The problem:
Please put every line of the records below into a numbered list, skipping blank lines and leaving the pictures out.

Dataset records:
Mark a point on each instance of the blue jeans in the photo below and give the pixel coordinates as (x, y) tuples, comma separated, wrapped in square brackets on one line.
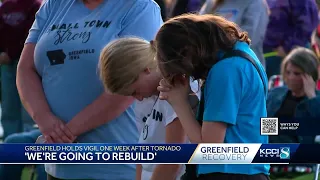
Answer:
[(15, 171), (14, 116)]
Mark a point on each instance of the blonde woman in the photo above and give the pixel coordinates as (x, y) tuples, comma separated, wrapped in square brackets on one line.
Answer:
[(128, 67)]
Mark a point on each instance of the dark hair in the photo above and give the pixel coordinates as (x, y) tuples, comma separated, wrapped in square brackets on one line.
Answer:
[(304, 59), (188, 44)]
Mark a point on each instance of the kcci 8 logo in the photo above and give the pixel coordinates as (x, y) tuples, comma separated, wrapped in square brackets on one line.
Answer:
[(282, 152)]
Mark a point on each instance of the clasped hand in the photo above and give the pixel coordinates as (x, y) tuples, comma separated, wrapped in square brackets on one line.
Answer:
[(55, 131), (177, 93)]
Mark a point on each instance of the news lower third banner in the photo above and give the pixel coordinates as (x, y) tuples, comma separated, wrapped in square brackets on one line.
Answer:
[(290, 126), (158, 153)]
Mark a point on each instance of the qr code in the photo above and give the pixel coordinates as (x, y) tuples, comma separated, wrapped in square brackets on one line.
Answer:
[(269, 126)]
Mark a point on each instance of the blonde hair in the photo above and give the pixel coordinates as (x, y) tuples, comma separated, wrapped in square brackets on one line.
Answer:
[(121, 62)]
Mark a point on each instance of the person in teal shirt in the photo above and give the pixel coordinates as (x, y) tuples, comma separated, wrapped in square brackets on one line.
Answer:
[(234, 91)]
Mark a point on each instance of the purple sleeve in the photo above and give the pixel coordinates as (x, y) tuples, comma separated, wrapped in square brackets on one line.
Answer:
[(304, 17)]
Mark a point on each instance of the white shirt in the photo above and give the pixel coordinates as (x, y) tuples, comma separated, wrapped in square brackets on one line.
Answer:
[(153, 115)]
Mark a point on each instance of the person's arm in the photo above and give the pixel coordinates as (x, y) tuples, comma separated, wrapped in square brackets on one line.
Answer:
[(143, 20), (174, 134), (138, 171), (221, 103), (30, 87), (15, 47)]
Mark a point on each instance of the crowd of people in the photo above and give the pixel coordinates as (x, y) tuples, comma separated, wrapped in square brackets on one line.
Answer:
[(180, 71)]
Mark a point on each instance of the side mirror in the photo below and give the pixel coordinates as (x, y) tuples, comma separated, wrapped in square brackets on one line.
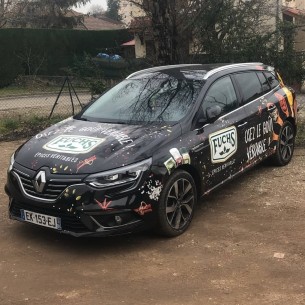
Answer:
[(213, 113)]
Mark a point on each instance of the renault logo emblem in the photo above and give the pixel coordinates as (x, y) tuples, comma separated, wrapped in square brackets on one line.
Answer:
[(40, 181)]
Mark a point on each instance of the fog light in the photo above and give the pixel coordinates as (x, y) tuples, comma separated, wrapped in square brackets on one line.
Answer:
[(118, 220)]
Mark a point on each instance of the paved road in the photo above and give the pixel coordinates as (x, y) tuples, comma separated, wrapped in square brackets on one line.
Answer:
[(43, 100), (47, 100)]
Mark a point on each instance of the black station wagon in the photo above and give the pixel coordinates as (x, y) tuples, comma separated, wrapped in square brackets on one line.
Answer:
[(142, 154)]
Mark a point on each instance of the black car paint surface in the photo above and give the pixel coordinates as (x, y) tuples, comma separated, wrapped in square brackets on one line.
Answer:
[(105, 177)]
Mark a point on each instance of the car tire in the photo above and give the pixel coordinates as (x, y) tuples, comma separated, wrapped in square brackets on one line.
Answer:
[(285, 145), (176, 206)]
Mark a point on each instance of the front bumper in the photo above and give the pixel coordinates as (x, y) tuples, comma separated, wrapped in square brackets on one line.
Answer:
[(83, 211)]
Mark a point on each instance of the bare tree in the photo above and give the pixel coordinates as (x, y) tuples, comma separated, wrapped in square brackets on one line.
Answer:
[(96, 9), (5, 6)]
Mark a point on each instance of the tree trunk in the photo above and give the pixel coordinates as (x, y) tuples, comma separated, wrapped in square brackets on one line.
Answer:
[(165, 31)]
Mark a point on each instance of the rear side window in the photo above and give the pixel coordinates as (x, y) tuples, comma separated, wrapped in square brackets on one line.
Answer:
[(272, 80), (249, 85), (265, 85), (221, 94)]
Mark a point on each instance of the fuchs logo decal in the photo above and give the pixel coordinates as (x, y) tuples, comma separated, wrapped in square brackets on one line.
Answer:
[(223, 144), (73, 144)]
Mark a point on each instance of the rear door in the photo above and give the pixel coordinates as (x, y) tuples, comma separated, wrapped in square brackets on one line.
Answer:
[(257, 102)]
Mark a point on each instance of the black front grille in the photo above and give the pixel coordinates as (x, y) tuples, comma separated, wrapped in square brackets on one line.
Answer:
[(52, 190), (68, 222)]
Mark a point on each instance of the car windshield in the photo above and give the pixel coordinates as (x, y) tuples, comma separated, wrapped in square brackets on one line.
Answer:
[(150, 98)]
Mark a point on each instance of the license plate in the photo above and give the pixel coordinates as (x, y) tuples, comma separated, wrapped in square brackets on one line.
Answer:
[(41, 219)]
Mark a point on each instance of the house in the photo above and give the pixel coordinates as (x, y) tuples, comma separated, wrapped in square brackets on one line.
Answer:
[(139, 23), (128, 11)]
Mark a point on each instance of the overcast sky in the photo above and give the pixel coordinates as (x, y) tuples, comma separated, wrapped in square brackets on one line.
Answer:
[(85, 8)]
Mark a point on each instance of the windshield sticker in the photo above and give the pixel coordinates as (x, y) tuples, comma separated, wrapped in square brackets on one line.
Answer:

Answer to this exercise:
1. Mark a point on each instance of the blue jeans in the photo below and give the pixel coordinates as (x, y) tuples, comma separated, wrapped in square brackets on one line.
2. Answer:
3. [(15, 171), (14, 116)]
4. Mark a point on each instance of the blonde woman in the photo above and give the pixel coordinates as (x, y) tuples, comma separated, wrapped in square brackets on one line.
5. Answer:
6. [(128, 67)]
7. Mark a point on each instance of the dark hair in the photo above and give the pixel coordinates as (x, y) tuples, comma separated, wrapped in square brackets on one line.
8. Answer:
9. [(304, 59), (188, 44)]
10. Mark a point on each instance of the kcci 8 logo in the photo above and give the pixel coordinates as (x, y) tuples, comma separated, wrapped in square brackets on one line.
11. Answer:
12. [(282, 152)]
13. Mark a point on each instance of the clasped hand in the photo above and give the pixel coordinates as (x, y) tuples, comma separated, wrapped in square brackets on one line.
14. Answer:
15. [(55, 131), (177, 93)]
16. Mark a point on each instance of the news lower third banner in the photo above and give the pixel coordinates as (x, y) tuples, comma separated, wrapped in square brackets on one line.
17. Answer:
18. [(290, 126), (158, 153)]
19. Mark a point on each instance of the qr code in the photo above and give the pixel coordinates as (x, y) tuples, comma separated, wrapped in square brackets on one line.
20. Answer:
21. [(269, 126)]
22. Mark a point on each instance of the blonde hair in the photo above and give the pixel coordinates as (x, y) tuples, comma separated, wrapped in square brackets on one line.
23. Answer:
24. [(121, 62)]
25. Mark a point on each instance of the person in teal shirt in the photo above and give the pixel coordinates as (x, y) tuples, comma separated, wrapped in square brackets on one line.
26. Answer:
27. [(234, 91)]
28. Mark a point on each instance of the purple sleeve in the photo above and give the pixel coordinates as (x, y) tuples, comma separated, wrapped in square brackets on one line.
29. Answer:
30. [(304, 17)]
31. Mark a point on each instance of the white shirt in the photo above and give the pixel coordinates as (x, y) tuples, comma separated, wrapped in square brackets on one line.
32. Answer:
33. [(153, 115)]
34. Mark a point on each instance of the person's arm in the photo above and give the pixel coordinates as (x, y) tuples, comma separated, wrapped in square brackets on one line.
35. Answer:
36. [(143, 20), (174, 134), (138, 171), (221, 103), (30, 87), (15, 47)]
37. Mark a point on each instance of the crowd of people in the photo above and give the pixel coordinates as (x, y) tuples, comma separated, wrapped in square brackets on one line.
38. Answer:
39. [(180, 71)]
40. Mark a point on each instance of the side mirror in the photo below and give the pixel coordinates as (x, y) tuples, comma separated, wrapped in square brackets on one line.
41. Answer:
42. [(213, 113)]
43. Mark a point on each instance of the renault logo emblem in the photo above and give the pixel coordinates as (x, y) tuples, comma separated, wrapped in square brackets on one line.
44. Answer:
45. [(40, 181)]
46. Mark a point on each instance of the fog light in the photo above and give the pixel coordinates as (x, y) tuples, comma separated, wrapped in square brackets on one line.
47. Answer:
48. [(118, 220)]
49. Mark a point on each instance of the paved road in the photo above and give the pixel coordinates as (x, y) tuples, comma separated, wrapped in square brackets on one line.
50. Answer:
51. [(43, 100), (47, 100)]
52. Mark a point on each instance of the black station wagon in the photo above and give the pixel coordinates as (x, y) tuples, comma separated, wrapped in square brackets on one line.
53. Answer:
54. [(142, 154)]
55. Mark a point on each instance of the black car paint surface in the photo above and give the pixel coordinates as (x, y) tuples, comma separated, wrapped in square brackets on one line.
56. Answer:
57. [(105, 177)]
58. Mark a point on each instance of the car tire in the photo above and give the pixel coordinates as (x, y) tuples, comma separated, wrapped in square brackets on one line.
59. Answer:
60. [(285, 145), (176, 206)]
61. Mark a point on each instance of the front bumper in the photo above and give the pixel coordinates as (x, y) tuples, comma separated, wrapped in square brackets on one line.
62. Answer:
63. [(83, 211)]
64. Mark a point on each instance of the bare tree in the photo above and give the pixel coordinates as (x, y) tuples, comma separated, wrapped in square brackets on one line.
65. Answer:
66. [(96, 9), (5, 6)]
67. Mark a point on each instance of the tree trunk in the photo above and give the pixel coordinates as (x, y) tuples, comma separated, wrapped in square brackets on one line.
68. Answer:
69. [(165, 31)]
70. Mark a point on each instance of the rear side window in the photo above and give the pixel coordinates as (x, y) tuples, comma separated, wrapped in square brackets on one line.
71. Answer:
72. [(272, 80), (249, 85), (265, 85), (221, 94)]
73. Mark a point on each instance of the fuchs logo decal in the photo above and give the pixel coordinates as (x, y) tuples, comma separated, wrapped in square brackets on one line.
74. Answer:
75. [(223, 144), (73, 144)]
76. Mark a point on each instance of the rear door in the photo above and give the pixel coordinates as (x, y) tuples, comma separated, wrapped in square brackets on one line.
77. Answer:
78. [(257, 102)]
79. Mark a point on each instance of the black front grille in the photo above and give the pixel coordinates as (x, y) tuples, comma separated, wrapped in square brackets on one line.
80. Answer:
81. [(52, 190), (68, 222)]
82. Mark a point on each instance of the car windshield in the photo above and give the pixel coordinates as (x, y) tuples, comma separated, wrapped in square brackets on one line.
83. Answer:
84. [(150, 98)]
85. Mark a point on each instance of the license plate in the photo above and give the pixel coordinates as (x, y) tuples, comma separated, wrapped in square brackets on one line.
86. Answer:
87. [(41, 219)]
88. Mark a point on each instance of the house in the photo above and give the pixel coordinates as (x, y) tuples, comma separated, wrapped in square brackets on one line.
89. Answer:
90. [(139, 23), (128, 11)]
91. Mark a point on each instance of the overcast sky in the photo above and give the pixel coordinates as (x, y) tuples, comma separated, wrapped in square brackets on one line.
92. Answer:
93. [(85, 8)]
94. Mark a point on each instance of the windshield sticker in the photo above and give the pixel coordinates as (x, y) tuples, comma separated, wrapped in square brackets on one line.
95. Answer:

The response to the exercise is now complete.